Suche im Material jede Zeile, in der die Zeichenfolge „stone“ vorkommt, und gib diese Zeilen unverändert wieder.

Eingabe:
----

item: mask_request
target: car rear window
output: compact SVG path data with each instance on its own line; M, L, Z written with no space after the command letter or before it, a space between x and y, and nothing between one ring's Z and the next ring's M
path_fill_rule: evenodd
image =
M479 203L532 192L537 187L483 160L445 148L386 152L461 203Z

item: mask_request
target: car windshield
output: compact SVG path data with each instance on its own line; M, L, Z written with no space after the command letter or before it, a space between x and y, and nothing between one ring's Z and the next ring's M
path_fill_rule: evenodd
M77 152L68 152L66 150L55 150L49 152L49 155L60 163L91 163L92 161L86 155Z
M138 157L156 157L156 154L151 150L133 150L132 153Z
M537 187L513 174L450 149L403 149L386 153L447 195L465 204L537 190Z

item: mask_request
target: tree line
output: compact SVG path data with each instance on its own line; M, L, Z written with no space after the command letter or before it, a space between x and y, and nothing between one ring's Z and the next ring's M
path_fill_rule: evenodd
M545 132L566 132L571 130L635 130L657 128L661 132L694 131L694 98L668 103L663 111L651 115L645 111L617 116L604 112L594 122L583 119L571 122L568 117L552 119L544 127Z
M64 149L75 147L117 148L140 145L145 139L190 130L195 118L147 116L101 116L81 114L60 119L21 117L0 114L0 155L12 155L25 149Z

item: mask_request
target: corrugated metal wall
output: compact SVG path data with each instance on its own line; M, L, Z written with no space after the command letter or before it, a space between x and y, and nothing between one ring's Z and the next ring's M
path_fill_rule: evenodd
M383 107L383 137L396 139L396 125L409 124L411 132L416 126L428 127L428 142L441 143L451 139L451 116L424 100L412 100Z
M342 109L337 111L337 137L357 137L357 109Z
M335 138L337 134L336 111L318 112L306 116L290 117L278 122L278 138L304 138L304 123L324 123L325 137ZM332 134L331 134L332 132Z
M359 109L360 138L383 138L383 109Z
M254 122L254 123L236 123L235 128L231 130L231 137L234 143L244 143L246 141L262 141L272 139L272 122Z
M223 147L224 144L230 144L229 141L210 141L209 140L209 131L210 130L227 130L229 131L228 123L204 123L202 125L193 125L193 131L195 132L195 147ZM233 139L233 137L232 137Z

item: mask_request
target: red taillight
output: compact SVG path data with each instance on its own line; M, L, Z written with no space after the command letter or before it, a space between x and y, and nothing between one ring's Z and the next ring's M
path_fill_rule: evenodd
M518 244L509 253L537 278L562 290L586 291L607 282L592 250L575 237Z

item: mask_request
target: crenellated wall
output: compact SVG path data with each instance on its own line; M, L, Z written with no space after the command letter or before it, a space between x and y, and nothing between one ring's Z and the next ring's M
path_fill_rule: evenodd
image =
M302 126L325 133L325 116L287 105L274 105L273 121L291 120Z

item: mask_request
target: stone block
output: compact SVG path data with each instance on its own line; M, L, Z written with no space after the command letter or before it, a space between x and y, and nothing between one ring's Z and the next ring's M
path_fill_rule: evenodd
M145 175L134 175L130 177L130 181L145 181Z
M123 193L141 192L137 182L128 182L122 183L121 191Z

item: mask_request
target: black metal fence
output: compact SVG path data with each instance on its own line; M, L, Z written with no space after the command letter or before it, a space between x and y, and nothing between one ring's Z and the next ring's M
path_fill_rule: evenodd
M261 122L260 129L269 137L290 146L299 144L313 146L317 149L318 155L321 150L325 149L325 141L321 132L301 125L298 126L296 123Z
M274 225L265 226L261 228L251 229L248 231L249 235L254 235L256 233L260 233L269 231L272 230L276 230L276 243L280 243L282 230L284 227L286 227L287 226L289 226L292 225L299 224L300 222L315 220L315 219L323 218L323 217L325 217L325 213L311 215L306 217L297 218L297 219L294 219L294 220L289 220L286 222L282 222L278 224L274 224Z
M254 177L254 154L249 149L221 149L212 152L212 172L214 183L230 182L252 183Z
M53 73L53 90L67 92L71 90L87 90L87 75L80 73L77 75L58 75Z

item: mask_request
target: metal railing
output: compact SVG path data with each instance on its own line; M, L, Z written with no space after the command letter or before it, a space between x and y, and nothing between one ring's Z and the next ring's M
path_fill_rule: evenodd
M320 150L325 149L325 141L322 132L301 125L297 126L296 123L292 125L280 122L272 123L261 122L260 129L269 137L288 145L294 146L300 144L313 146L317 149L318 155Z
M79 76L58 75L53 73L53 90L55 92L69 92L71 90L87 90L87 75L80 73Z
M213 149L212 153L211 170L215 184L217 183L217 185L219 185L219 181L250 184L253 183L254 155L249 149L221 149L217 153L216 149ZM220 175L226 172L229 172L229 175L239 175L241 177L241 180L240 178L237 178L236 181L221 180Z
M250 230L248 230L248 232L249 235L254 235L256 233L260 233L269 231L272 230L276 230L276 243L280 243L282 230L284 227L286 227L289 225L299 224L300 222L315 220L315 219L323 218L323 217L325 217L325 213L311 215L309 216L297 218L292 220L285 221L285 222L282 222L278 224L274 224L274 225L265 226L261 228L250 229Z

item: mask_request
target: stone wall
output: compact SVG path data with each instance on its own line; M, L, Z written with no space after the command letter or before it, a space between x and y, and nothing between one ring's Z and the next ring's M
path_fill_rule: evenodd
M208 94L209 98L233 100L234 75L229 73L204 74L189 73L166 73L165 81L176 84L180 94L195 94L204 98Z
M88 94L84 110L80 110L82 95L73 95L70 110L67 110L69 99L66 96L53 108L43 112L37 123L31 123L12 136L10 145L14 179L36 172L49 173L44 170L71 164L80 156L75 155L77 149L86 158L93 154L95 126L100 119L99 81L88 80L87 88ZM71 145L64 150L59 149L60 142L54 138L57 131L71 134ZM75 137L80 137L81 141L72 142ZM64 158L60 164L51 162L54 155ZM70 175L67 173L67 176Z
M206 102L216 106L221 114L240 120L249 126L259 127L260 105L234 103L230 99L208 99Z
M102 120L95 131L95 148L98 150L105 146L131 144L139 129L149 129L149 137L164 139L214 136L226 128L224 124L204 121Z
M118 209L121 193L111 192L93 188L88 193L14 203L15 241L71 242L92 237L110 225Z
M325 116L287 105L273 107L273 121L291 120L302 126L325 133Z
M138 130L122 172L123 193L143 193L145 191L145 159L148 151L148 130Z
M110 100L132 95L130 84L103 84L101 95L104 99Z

----

Ergebnis:
target: stone block
target: stone wall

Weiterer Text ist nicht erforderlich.